Restituisci fedelmente il brano del testo su Marco Nannini che comincia con "Quando il 31" e termina con "solitario, per giunta.".

======== TESTO FORNITO ========

SULLA WEBTV ESCLUSIVA INTERVISTA VIDEO

Nannini
l'italiano sull'oceano

Ha esordito nel 2006 e ha già in bacheca una Ostar vinta. La storia, le vittorie, le emozioni, le idee di un ragazzo normale, che prenderà parte alla prossima Route du Rhum su un class 40. E quella volta che Soldini gli disse...


Quando il 31 ottobre prenderà il via la Route du Rhum 2010, tutti gli italiani appassionati delle grandi sfide di vela e della “calcolata follia” di chi attraversa un oceano in solitario, si ritroveranno a fare il tifo per lui. Lui è Marco Nannini: un ragazzo  di 32 anni. Piemontese (o meglio, Torinese) di nascita. Europeo per formazione: laurea in Economia e finanza alla York University. Poi, da ormai sei anni, lavora come manager all’Unicredit a Londra. Nonostante questo, non ha rinunciato al suo sogno di bambino. Affrontare gli infiniti spazi a bordo di una barca a vela. In solitario, per giunta.

======== DATI FORNITI ========

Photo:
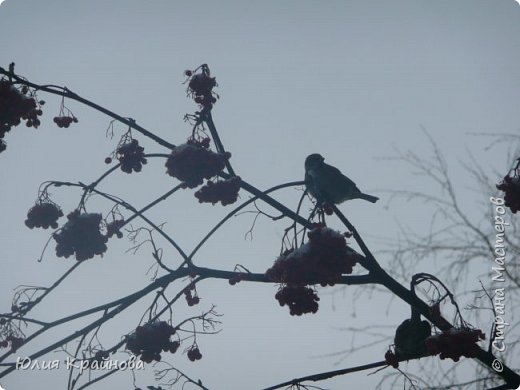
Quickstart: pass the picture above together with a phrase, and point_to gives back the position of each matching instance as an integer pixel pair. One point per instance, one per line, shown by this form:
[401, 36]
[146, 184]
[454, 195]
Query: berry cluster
[511, 187]
[43, 215]
[193, 162]
[131, 157]
[16, 342]
[191, 298]
[455, 343]
[391, 359]
[299, 299]
[223, 191]
[15, 106]
[321, 260]
[151, 339]
[236, 279]
[194, 354]
[114, 227]
[80, 235]
[200, 87]
[410, 337]
[99, 357]
[64, 121]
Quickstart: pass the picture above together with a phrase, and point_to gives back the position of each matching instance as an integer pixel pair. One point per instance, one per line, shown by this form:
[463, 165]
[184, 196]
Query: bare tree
[311, 254]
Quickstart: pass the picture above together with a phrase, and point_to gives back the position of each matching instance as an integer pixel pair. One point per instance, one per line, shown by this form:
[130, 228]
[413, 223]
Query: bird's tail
[370, 198]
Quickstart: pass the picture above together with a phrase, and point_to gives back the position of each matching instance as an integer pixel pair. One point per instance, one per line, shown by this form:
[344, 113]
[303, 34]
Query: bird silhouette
[327, 184]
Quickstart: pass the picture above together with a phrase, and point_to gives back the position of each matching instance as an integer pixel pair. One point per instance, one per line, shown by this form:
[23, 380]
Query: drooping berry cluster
[223, 191]
[16, 342]
[322, 260]
[16, 106]
[99, 357]
[236, 279]
[190, 293]
[81, 236]
[410, 337]
[43, 215]
[151, 339]
[200, 87]
[299, 299]
[193, 162]
[65, 120]
[131, 156]
[194, 354]
[455, 343]
[114, 227]
[511, 186]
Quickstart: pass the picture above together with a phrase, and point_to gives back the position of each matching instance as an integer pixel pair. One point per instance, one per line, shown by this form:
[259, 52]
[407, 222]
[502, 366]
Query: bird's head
[313, 161]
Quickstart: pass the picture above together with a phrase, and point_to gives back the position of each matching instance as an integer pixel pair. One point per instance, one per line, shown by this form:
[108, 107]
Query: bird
[327, 184]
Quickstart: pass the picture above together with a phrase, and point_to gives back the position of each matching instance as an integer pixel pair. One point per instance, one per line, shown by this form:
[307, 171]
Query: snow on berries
[43, 215]
[193, 162]
[455, 343]
[131, 156]
[80, 236]
[510, 185]
[194, 354]
[223, 191]
[151, 339]
[322, 260]
[15, 107]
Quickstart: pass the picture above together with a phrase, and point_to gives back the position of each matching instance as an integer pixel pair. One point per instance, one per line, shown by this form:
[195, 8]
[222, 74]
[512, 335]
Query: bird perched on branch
[327, 184]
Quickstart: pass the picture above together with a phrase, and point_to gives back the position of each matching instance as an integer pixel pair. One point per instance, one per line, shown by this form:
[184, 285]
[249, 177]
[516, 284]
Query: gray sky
[351, 80]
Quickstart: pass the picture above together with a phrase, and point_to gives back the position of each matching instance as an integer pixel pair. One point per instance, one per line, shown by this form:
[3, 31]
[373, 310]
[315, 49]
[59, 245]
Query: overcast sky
[352, 80]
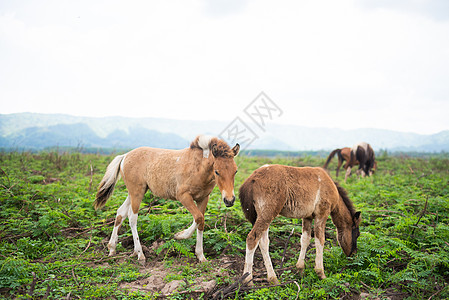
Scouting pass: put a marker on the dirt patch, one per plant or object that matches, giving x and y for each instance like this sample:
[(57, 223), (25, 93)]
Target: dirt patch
[(164, 276), (170, 278)]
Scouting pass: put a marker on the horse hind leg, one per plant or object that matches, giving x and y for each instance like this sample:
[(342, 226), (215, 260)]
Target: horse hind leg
[(252, 242), (319, 245), (264, 246), (122, 212), (135, 200), (305, 241)]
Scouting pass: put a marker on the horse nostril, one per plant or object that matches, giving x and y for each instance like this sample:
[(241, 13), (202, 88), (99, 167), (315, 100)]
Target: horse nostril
[(229, 202)]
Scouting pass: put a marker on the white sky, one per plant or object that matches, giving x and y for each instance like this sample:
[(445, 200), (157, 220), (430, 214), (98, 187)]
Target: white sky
[(344, 64)]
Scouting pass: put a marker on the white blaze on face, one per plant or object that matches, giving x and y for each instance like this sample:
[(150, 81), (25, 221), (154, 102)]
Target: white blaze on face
[(225, 195), (204, 142)]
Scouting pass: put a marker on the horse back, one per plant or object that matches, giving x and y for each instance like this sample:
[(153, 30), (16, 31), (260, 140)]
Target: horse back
[(289, 191), (154, 168)]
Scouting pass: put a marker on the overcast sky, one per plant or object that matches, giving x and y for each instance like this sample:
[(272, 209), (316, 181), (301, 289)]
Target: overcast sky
[(343, 64)]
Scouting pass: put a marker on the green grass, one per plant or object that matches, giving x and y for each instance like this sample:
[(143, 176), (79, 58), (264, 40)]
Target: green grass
[(53, 243)]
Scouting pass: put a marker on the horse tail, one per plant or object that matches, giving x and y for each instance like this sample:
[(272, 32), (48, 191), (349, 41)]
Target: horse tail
[(344, 196), (329, 158), (246, 195), (108, 182)]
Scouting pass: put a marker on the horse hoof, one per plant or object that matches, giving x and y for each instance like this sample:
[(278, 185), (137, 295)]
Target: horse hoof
[(320, 273), (300, 265), (248, 280), (273, 281), (180, 236)]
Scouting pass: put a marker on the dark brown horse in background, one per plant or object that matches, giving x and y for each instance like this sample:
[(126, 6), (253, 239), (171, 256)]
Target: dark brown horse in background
[(359, 152), (303, 193), (187, 175), (364, 154), (343, 154)]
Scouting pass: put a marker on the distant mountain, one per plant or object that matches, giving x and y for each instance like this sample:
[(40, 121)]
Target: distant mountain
[(37, 131)]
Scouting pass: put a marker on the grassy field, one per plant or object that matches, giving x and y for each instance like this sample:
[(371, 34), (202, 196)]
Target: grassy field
[(53, 243)]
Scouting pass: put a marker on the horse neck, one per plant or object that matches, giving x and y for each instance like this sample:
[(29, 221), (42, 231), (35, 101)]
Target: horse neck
[(341, 216), (206, 165)]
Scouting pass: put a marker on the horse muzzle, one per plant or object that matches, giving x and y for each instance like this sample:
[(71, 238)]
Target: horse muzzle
[(229, 202)]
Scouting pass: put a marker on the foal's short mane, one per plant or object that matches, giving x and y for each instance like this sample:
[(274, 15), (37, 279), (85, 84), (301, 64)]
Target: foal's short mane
[(346, 199), (220, 148)]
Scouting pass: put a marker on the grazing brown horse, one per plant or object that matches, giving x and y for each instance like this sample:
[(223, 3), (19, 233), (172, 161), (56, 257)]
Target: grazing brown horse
[(187, 175), (344, 154), (364, 154), (353, 156), (307, 193)]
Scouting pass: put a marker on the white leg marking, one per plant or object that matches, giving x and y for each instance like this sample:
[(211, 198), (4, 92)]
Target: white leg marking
[(305, 241), (122, 212), (137, 246), (348, 172), (264, 248), (199, 246), (319, 255), (187, 233)]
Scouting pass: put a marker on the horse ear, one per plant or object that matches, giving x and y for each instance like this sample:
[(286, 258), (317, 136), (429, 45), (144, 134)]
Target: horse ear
[(357, 218), (214, 150), (236, 149)]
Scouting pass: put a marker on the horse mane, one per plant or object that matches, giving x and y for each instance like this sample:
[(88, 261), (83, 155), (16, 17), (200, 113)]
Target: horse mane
[(218, 147), (346, 200)]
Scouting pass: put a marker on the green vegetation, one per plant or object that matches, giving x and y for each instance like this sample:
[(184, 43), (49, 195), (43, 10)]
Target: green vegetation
[(53, 243)]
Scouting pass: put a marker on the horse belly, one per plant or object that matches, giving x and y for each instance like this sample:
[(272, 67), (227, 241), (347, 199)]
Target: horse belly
[(296, 209)]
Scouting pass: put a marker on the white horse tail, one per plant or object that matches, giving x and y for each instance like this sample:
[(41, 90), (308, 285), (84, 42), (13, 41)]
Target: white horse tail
[(108, 182)]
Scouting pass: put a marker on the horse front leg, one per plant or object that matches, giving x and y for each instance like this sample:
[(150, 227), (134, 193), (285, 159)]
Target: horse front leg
[(264, 248), (305, 241), (252, 242), (122, 212), (320, 225), (199, 232), (198, 223)]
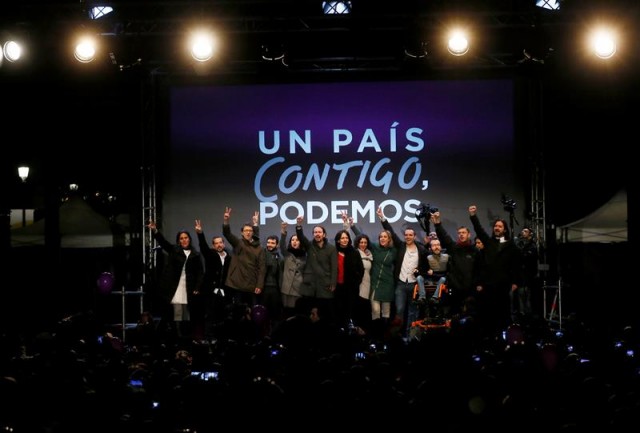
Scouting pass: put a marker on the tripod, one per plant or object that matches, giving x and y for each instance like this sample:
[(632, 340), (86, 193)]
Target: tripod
[(556, 304)]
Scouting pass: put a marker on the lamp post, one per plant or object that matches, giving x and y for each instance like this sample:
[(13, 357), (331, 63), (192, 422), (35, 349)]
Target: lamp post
[(23, 172)]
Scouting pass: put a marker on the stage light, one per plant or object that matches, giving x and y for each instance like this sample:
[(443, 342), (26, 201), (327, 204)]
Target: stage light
[(85, 51), (12, 51), (603, 43), (97, 12), (336, 8), (553, 5), (23, 173), (458, 44), (202, 46)]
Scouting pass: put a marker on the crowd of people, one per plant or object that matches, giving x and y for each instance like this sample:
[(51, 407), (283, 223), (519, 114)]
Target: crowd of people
[(354, 281), (302, 328)]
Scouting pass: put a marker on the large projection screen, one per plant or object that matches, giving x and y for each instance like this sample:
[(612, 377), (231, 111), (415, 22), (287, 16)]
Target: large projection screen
[(317, 149)]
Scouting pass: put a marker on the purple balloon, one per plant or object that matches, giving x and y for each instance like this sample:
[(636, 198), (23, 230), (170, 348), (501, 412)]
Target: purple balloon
[(105, 282), (259, 314)]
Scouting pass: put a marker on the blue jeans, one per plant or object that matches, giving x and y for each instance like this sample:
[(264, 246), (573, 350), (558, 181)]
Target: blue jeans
[(406, 310)]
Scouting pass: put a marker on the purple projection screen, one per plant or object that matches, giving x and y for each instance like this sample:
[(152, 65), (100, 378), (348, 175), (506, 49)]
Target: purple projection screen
[(318, 149)]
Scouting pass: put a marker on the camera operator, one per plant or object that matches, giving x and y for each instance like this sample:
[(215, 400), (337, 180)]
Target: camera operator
[(521, 298)]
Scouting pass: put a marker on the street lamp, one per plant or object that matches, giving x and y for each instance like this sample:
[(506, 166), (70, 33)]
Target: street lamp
[(23, 172)]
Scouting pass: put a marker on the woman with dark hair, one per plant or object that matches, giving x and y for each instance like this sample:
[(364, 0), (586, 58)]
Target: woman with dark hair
[(362, 313), (182, 277), (295, 258), (350, 273)]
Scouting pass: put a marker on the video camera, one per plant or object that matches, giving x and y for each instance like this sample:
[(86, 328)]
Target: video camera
[(508, 204), (425, 210)]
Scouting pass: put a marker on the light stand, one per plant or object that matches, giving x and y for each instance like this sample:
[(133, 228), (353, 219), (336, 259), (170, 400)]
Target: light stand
[(23, 173)]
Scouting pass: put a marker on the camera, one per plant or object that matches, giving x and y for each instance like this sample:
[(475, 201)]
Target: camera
[(205, 375), (508, 204), (425, 210), (136, 383)]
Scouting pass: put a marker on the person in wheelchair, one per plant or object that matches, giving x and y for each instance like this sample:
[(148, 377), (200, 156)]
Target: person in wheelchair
[(435, 279)]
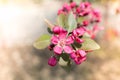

========

- RISULTATO
Quando il 31 ottobre prenderà il via la Route du Rhum 2010, tutti gli italiani appassionati delle grandi sfide di vela e della “calcolata follia” di chi attraversa un oceano in solitario, si ritroveranno a fare il tifo per lui. Lui è Marco Nannini: un ragazzo  di 32 anni. Piemontese (o meglio, Torinese) di nascita. Europeo per formazione: laurea in Economia e finanza alla York University. Poi, da ormai sei anni, lavora come manager all’Unicredit a Londra. Nonostante questo, non ha rinunciato al suo sogno di bambino. Affrontare gli infiniti spazi a bordo di una barca a vela. In solitario, per giunta.